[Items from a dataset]
----------------------------------------

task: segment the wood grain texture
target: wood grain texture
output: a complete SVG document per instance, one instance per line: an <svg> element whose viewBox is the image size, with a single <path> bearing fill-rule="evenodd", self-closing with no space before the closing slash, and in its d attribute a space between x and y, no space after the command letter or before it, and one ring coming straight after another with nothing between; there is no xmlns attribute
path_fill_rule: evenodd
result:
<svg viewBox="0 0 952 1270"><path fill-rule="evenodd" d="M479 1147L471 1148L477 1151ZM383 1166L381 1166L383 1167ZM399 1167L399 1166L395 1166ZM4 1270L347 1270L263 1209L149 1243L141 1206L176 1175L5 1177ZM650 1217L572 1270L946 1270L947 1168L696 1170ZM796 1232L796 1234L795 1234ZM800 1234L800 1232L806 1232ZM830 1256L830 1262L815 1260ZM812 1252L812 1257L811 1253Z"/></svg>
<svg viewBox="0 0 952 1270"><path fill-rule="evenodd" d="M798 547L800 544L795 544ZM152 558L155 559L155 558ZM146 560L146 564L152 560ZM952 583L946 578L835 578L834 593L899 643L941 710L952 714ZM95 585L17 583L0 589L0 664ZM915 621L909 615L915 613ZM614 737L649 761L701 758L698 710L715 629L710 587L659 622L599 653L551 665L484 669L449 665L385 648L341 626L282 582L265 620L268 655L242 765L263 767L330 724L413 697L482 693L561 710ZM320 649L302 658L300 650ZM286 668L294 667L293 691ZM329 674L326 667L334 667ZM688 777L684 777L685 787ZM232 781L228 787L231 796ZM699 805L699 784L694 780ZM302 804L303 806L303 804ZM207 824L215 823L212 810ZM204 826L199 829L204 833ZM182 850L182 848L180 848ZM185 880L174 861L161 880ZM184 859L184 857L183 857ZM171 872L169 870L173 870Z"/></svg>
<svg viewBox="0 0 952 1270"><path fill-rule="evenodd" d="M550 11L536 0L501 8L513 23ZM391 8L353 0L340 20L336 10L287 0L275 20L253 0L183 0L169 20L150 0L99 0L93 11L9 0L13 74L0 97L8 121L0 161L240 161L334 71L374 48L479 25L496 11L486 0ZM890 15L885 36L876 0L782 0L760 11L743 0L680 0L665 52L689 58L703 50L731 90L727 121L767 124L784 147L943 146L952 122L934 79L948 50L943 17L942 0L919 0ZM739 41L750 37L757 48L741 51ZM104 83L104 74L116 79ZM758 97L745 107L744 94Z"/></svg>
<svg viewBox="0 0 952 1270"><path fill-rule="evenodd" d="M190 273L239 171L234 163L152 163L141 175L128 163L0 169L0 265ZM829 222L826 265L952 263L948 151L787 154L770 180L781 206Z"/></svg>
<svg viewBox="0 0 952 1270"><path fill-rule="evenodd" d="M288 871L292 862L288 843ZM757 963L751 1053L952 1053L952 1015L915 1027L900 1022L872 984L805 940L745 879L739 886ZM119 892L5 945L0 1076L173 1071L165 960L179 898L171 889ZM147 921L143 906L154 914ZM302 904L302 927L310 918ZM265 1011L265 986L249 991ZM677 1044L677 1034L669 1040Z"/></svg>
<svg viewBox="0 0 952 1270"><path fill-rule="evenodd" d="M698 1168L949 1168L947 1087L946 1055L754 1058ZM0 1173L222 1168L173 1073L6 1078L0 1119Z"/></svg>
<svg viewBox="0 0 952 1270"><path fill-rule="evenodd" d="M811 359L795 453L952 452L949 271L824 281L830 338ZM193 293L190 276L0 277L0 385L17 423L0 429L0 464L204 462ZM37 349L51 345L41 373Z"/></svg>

----------------------------------------

Written instruction:
Gather every line of the rows above that contains the string "wood", matching case exactly.

Written response:
task: segment the wood grain texture
target: wood grain texture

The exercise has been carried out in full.